● **Exercises to complete**
a – Answer these questions from the research-data post:
(i) How many statistically significant results did the study look at?
(ii) What field were the two major journals in?
(iii) Which month's issue of the Public Library of Science carried the article?
b – For each statement, say yes or no according to the research-data post, and quote the words that decide it.
(i) The study covered 49 papers.
(ii) The ideas about authors fearing reanalysis had already been studied systematically before this work.
(iii) Readers have to pay to read the full paper.
c – Copy out everything in the research-data post from "Despite the fact" down to "in information security.".

Sharing Research Data
I wanted to share an article from the November issue of the Public Library of Science, both because it’s interesting reading and because of what it tells us about the state of security research. The paper is “Willingness to Share Research Data Is Related to the Strength of the Evidence and the Quality of Reporting of Statistical Results.” I’ll quote the full abstract, and encourage you to read the entire 6 page paper.
Background
The widespread reluctance to share published research data is often hypothesized to be due to the authors’ fear that reanalysis may expose errors in their work or may produce conclusions that contradict their own. However, these hypotheses have not previously been studied systematically.Methods and Findings
We related the reluctance to share research data for reanalysis to 1148 statistically significant results reported in 49 papers published in two major psychology journals. We found the reluctance to share data to be associated with weaker evidence (against the null hypothesis of no effect) and a higher prevalence of apparent errors in the reporting of statistical results. The unwillingness to share data was particularly clear when reporting errors had a bearing on statistical significance.Conclusions
Our findings on the basis of psychological papers suggest that statistical results are particularly hard to verify when reanalysis is more likely to lead to contrasting conclusions. This highlights the importance of establishing mandatory data archiving policies.
Despite the fact that the research was done on papers published in psychology journals, it can teach us a great deal about the state of security research.
First, the full paper is available for free online. Compare and contrast with too many venues in information security.

(Bounding box annotation entries)
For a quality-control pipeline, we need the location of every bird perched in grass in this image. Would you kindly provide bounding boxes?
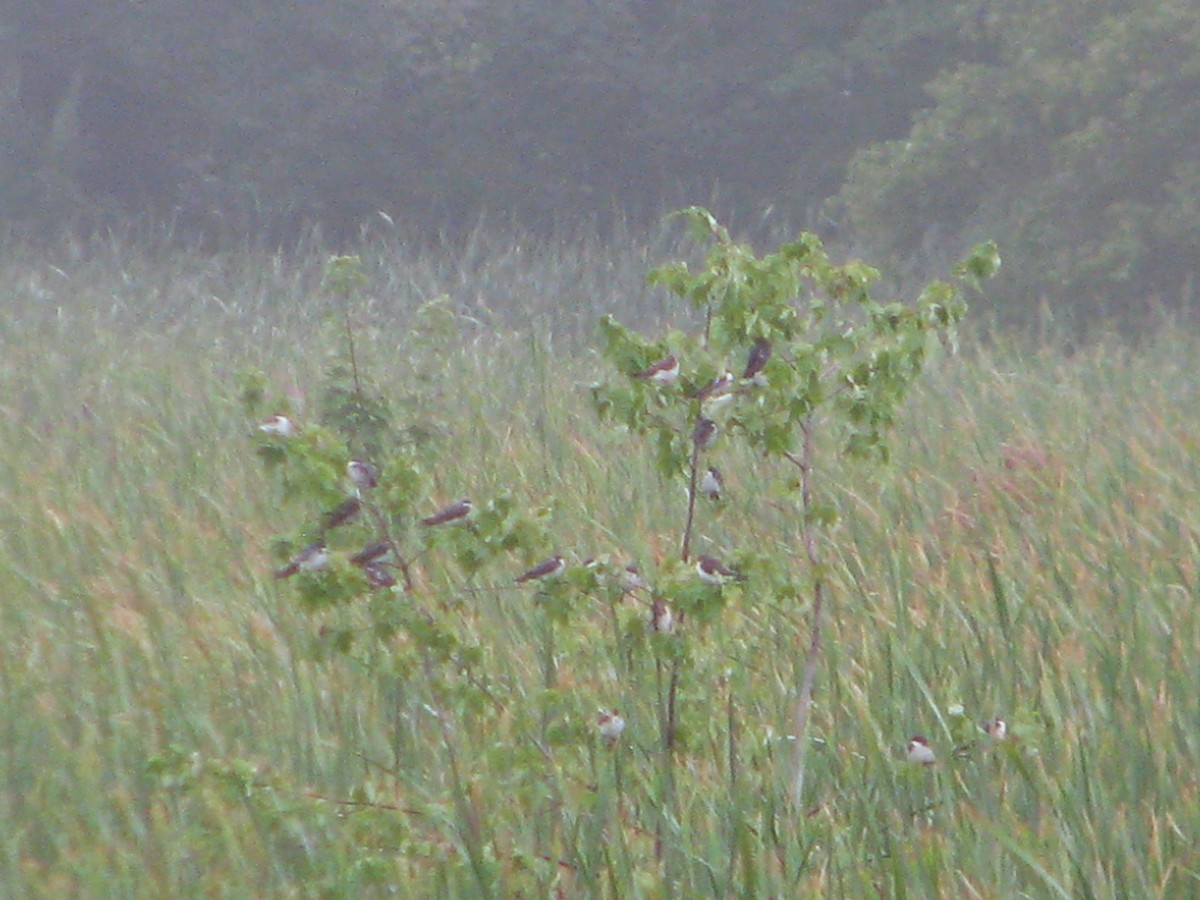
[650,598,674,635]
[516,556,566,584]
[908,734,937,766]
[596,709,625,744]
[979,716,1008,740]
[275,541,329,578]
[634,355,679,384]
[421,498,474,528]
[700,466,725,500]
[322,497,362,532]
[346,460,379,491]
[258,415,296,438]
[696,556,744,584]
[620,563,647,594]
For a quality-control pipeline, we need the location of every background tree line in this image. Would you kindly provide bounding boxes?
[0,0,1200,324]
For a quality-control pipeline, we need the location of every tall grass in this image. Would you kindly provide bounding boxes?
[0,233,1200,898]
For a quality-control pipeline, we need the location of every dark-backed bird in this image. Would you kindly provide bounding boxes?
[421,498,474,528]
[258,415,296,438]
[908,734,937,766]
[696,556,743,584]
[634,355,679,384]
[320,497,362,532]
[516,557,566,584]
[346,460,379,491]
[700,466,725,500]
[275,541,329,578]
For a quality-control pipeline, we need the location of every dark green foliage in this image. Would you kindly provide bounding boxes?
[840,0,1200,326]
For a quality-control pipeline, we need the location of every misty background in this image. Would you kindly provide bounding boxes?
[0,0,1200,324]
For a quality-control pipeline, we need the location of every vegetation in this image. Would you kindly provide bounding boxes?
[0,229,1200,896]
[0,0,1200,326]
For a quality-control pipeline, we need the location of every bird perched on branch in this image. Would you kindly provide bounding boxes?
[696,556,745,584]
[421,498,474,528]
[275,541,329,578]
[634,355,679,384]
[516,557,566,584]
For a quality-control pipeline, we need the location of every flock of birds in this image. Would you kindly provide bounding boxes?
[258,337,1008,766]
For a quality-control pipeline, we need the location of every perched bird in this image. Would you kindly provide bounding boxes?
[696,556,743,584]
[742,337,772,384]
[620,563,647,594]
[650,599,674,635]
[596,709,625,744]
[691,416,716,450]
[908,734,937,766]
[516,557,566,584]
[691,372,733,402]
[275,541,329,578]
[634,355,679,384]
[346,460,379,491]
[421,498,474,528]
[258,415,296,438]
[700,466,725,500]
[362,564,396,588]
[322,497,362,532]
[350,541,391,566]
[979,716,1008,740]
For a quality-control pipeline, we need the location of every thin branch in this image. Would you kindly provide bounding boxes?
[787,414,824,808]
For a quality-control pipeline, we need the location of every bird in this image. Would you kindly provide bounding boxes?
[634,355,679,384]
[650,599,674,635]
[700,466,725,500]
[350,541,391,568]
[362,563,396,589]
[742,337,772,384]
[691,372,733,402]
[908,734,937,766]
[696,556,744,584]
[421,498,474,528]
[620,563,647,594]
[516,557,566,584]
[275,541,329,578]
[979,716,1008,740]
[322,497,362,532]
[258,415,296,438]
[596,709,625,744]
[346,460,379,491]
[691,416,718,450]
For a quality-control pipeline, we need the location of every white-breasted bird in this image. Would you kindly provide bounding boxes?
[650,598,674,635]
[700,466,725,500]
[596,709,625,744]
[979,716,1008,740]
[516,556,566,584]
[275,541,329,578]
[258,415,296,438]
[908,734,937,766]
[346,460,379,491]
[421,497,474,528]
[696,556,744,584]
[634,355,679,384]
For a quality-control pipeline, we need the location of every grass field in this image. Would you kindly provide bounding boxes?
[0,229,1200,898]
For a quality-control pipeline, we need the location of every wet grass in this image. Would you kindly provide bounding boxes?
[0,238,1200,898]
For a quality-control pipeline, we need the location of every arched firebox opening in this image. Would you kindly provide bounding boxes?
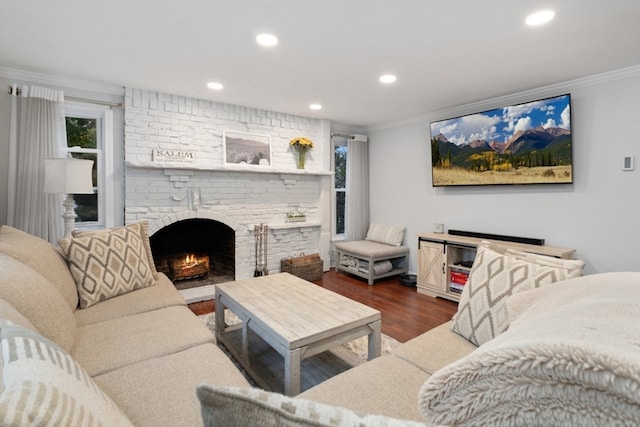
...
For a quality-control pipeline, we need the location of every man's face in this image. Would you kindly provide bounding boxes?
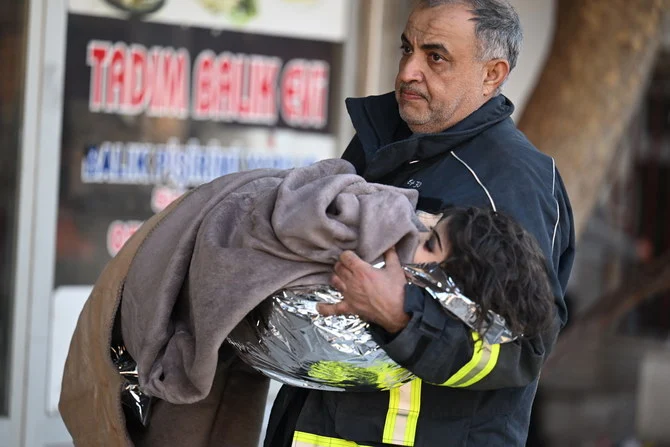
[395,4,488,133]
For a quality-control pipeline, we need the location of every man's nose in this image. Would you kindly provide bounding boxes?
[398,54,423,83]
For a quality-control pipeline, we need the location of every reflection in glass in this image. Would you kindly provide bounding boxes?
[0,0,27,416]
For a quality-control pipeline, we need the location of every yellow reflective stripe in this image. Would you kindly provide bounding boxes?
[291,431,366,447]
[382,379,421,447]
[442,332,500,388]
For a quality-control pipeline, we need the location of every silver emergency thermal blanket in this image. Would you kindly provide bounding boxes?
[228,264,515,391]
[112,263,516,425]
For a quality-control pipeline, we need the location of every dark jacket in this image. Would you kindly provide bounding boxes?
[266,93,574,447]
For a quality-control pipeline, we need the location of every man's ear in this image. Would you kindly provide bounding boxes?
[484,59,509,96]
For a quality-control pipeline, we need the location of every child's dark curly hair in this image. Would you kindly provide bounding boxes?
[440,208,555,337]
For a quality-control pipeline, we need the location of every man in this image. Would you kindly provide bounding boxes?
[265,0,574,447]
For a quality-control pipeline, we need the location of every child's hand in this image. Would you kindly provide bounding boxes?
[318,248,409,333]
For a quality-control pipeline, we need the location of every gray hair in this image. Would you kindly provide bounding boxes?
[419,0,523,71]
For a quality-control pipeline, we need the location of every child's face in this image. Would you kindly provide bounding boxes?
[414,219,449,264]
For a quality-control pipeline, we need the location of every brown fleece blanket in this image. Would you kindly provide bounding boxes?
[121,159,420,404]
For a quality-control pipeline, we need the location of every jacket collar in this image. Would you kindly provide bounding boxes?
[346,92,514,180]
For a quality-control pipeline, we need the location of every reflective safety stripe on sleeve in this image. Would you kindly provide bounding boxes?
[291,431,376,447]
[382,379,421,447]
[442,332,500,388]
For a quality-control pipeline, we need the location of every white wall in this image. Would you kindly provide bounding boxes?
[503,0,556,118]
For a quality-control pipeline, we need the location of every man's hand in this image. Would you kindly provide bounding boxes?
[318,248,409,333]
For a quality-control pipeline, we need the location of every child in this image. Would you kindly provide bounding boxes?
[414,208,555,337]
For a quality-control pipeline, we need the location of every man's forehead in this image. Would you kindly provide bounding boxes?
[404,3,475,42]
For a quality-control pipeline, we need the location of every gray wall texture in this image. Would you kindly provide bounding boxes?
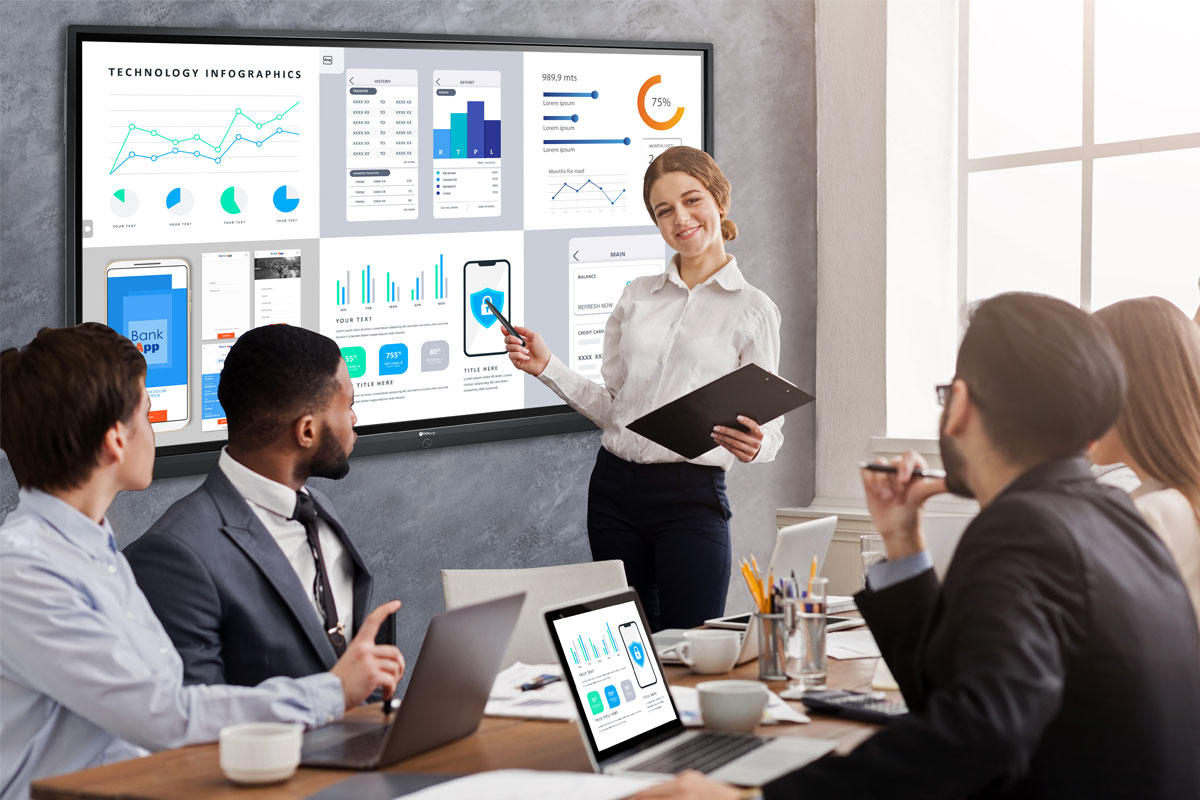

● **Solutions by task**
a –
(i) 1148
(ii) Psychology
(iii) November

b –
(i) Yes: "reported in 49 papers published in two major psychology journals"
(ii) No: "these hypotheses have not previously been studied systematically"
(iii) No: "the full paper is available for free online"

c –
Despite the fact that the research was done on papers published in psychology journals, it can teach us a great deal about the state of security research.
First, the full paper is available for free online. Compare and contrast with too many venues in information security.